• [The task]: Return every line of the entries below word for word, omitting the pictures.

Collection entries
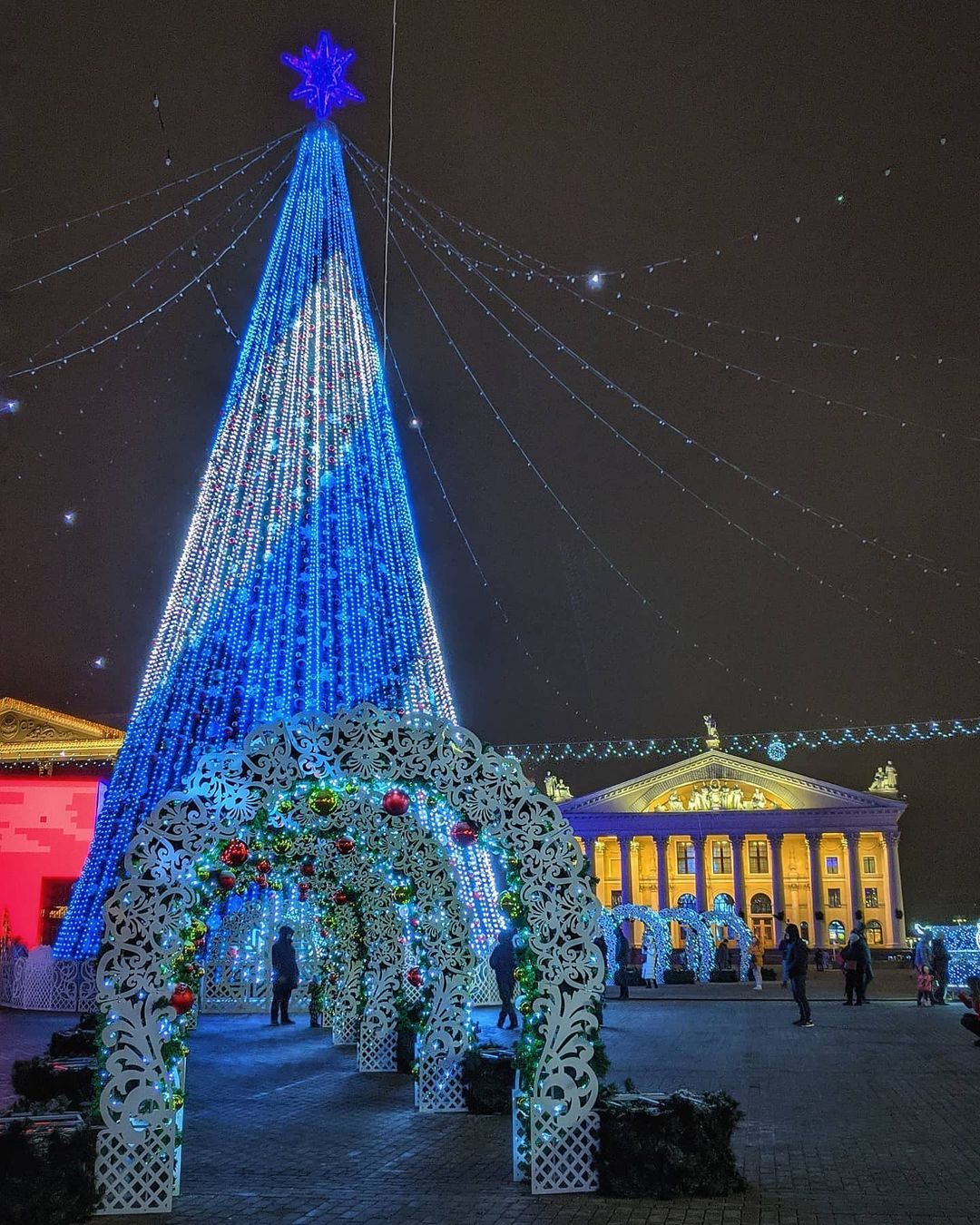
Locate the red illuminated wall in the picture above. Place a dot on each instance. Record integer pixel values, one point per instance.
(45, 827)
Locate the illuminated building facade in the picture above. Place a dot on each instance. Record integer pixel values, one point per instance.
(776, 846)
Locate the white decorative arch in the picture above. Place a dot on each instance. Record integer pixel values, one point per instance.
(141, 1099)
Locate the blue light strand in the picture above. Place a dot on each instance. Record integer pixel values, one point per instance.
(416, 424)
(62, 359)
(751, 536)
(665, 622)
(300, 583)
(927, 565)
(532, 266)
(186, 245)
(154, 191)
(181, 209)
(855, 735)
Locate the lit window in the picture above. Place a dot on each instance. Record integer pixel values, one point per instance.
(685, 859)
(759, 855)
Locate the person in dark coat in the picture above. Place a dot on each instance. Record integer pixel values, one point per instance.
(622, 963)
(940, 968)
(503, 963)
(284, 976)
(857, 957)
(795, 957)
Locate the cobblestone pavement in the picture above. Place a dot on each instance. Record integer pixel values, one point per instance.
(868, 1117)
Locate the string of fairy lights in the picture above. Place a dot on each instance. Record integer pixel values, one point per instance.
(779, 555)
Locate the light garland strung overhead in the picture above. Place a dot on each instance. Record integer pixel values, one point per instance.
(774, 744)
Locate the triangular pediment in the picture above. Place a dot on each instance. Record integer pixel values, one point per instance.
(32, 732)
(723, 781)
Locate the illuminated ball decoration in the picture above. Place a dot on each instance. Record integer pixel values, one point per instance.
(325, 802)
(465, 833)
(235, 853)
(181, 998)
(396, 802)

• [The response]:
Locate the red illuminated wall in the picture above. Place a dot on each instance. Record integer pixel values, one point per instance.
(45, 827)
Locate the illuminated building facade in the picture above. Place a dot on each instance. Record integer pixel values, one point per instance.
(776, 846)
Locate the white decorative arch in the picture above. Place a dot on each instance. Record integer pixel values, one point per instance.
(141, 1099)
Locate the blue light strand in the picture above. Place a dot on each instance. Record integer pixel values, one point per instance.
(416, 424)
(62, 359)
(751, 536)
(665, 622)
(300, 583)
(927, 565)
(532, 266)
(186, 245)
(154, 191)
(181, 209)
(855, 735)
Locate the lit window in the picture above. Place a dot on each instance. Record integer pixel values, one point per instance.
(685, 859)
(759, 855)
Locate the person in dark coat in the picture above. Place a dot on each instance. Record integer pixel values, one point per instance.
(622, 963)
(940, 968)
(503, 963)
(284, 976)
(857, 957)
(795, 957)
Locate the cobblestone pavement in the picture above. Place a dot on each instance. Record integer pixel values, one point per instance.
(868, 1117)
Locate the string of fairy lights in the picture above. Place a dot on each instance. Record integer pixel values, one point per instance.
(779, 555)
Locate the light garland strung overhead in the picture above. Place a dot on each instance. Record integer pixel values, one point per instance.
(774, 744)
Locate the triangular pediment in the picture above. Place a dot on each instance. Record integer pixel values, one point per instance.
(32, 732)
(723, 781)
Locate the illuminated ball decoration in the picture above. Place a dot on each instance. Record integer pixel values, one point per instance.
(325, 802)
(465, 833)
(235, 853)
(181, 998)
(396, 802)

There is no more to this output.